▶ PROBLEM DESCRIPTION
Only the number is wanted: how many lines in the data contain "plume"?

═══

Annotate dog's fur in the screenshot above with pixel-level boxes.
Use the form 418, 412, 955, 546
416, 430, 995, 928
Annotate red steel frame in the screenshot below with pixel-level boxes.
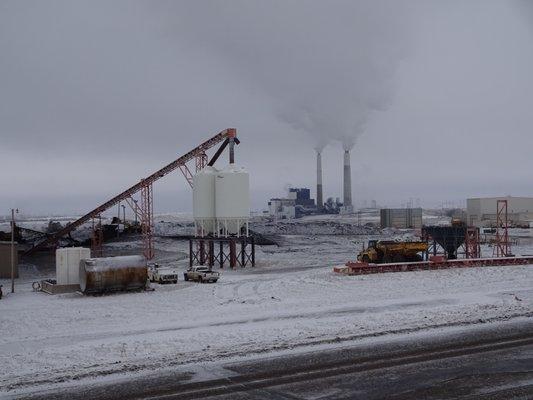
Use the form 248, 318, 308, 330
196, 152, 208, 172
140, 181, 154, 260
493, 199, 511, 257
465, 227, 481, 259
337, 256, 533, 276
27, 128, 235, 256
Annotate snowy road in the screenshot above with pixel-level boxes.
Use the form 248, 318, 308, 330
13, 319, 533, 400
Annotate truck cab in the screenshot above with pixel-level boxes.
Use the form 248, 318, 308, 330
367, 240, 378, 249
184, 266, 220, 283
147, 263, 178, 284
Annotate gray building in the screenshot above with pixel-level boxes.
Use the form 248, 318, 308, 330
0, 241, 18, 279
380, 208, 423, 229
467, 196, 533, 227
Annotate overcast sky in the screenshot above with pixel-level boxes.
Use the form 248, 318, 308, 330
1, 0, 532, 216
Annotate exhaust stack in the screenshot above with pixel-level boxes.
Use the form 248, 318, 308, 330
316, 151, 323, 208
343, 150, 352, 207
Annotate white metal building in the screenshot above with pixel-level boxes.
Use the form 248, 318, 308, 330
380, 208, 423, 229
467, 196, 533, 227
268, 199, 296, 219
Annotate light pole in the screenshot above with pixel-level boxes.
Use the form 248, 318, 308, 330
121, 205, 126, 225
11, 208, 18, 293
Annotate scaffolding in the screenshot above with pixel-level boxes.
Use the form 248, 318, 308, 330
493, 199, 511, 257
465, 227, 481, 259
189, 236, 255, 269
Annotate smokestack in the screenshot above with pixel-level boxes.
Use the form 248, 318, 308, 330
343, 150, 352, 207
316, 151, 323, 209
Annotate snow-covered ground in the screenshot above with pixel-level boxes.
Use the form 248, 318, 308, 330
1, 231, 533, 397
1, 214, 533, 397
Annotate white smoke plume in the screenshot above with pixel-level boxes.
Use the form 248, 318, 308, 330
153, 1, 412, 151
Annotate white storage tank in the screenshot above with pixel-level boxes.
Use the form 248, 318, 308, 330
193, 166, 218, 235
215, 164, 250, 236
56, 247, 91, 285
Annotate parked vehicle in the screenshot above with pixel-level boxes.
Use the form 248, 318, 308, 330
357, 240, 428, 263
148, 263, 178, 284
184, 266, 219, 283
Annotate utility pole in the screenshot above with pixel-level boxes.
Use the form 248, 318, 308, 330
11, 208, 18, 293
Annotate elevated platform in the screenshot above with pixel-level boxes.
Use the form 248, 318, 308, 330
334, 256, 533, 276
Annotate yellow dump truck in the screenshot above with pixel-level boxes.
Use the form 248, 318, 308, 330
357, 240, 428, 264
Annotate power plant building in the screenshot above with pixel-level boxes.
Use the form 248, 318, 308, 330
380, 208, 423, 229
467, 196, 533, 227
268, 188, 316, 219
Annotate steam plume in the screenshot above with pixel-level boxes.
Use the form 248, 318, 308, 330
166, 1, 411, 151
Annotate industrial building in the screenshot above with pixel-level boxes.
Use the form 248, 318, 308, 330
0, 241, 18, 279
467, 196, 533, 227
380, 208, 423, 229
268, 188, 316, 219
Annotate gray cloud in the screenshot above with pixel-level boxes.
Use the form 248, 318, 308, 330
156, 1, 411, 151
1, 0, 532, 215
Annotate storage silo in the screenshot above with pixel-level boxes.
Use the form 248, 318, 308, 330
193, 166, 218, 235
215, 164, 250, 236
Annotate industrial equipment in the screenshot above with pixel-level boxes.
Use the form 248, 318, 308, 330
422, 223, 466, 260
190, 129, 254, 269
26, 128, 238, 258
357, 240, 428, 264
193, 166, 218, 236
79, 255, 147, 294
214, 164, 250, 236
336, 255, 533, 276
56, 247, 91, 285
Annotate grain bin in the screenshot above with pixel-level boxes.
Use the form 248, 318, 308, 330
56, 247, 91, 285
79, 255, 147, 295
193, 166, 218, 235
215, 164, 250, 236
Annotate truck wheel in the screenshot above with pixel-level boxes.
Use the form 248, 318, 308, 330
184, 274, 189, 281
393, 254, 404, 263
198, 276, 203, 283
362, 255, 371, 263
173, 280, 178, 284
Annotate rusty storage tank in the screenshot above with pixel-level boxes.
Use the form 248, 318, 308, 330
79, 255, 147, 294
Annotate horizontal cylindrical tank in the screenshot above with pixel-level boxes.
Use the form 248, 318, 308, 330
79, 255, 147, 295
193, 166, 218, 235
215, 164, 250, 235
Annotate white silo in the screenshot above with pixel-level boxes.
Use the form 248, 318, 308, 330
215, 164, 250, 236
193, 166, 218, 236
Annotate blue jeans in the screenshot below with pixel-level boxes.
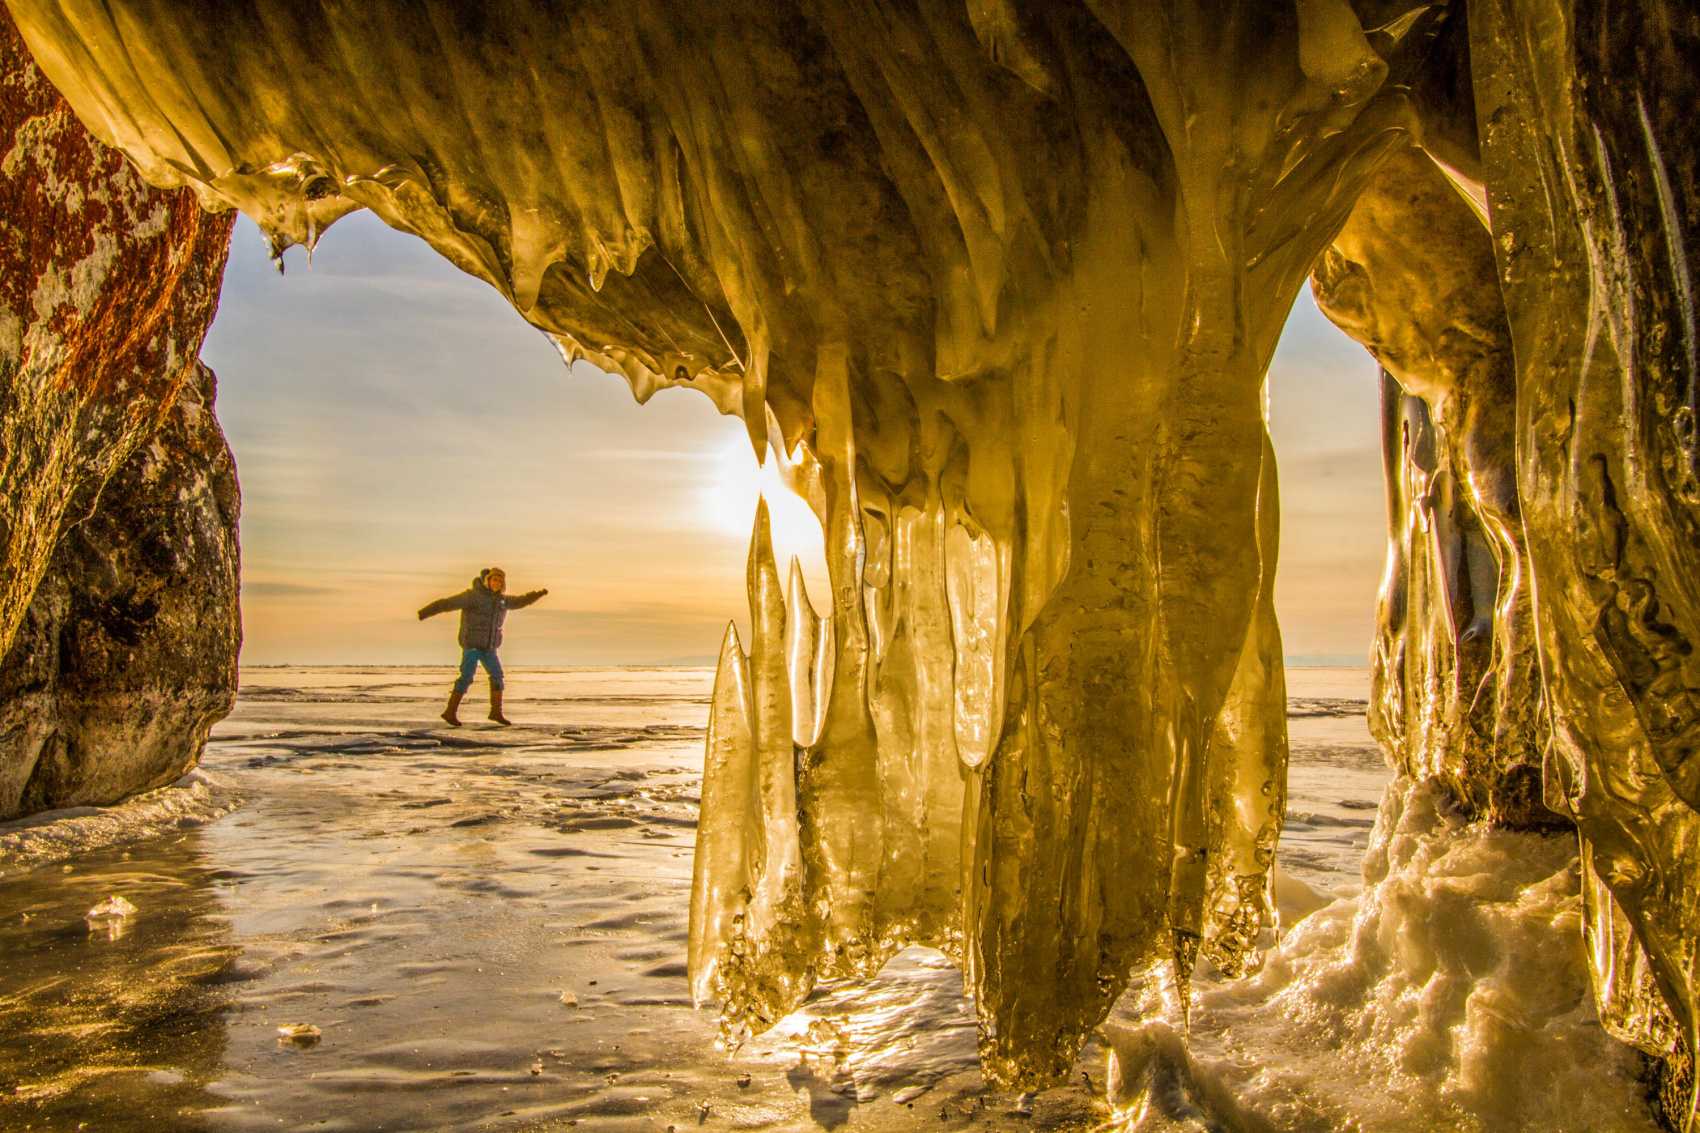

═══

▶ SOLUTION
2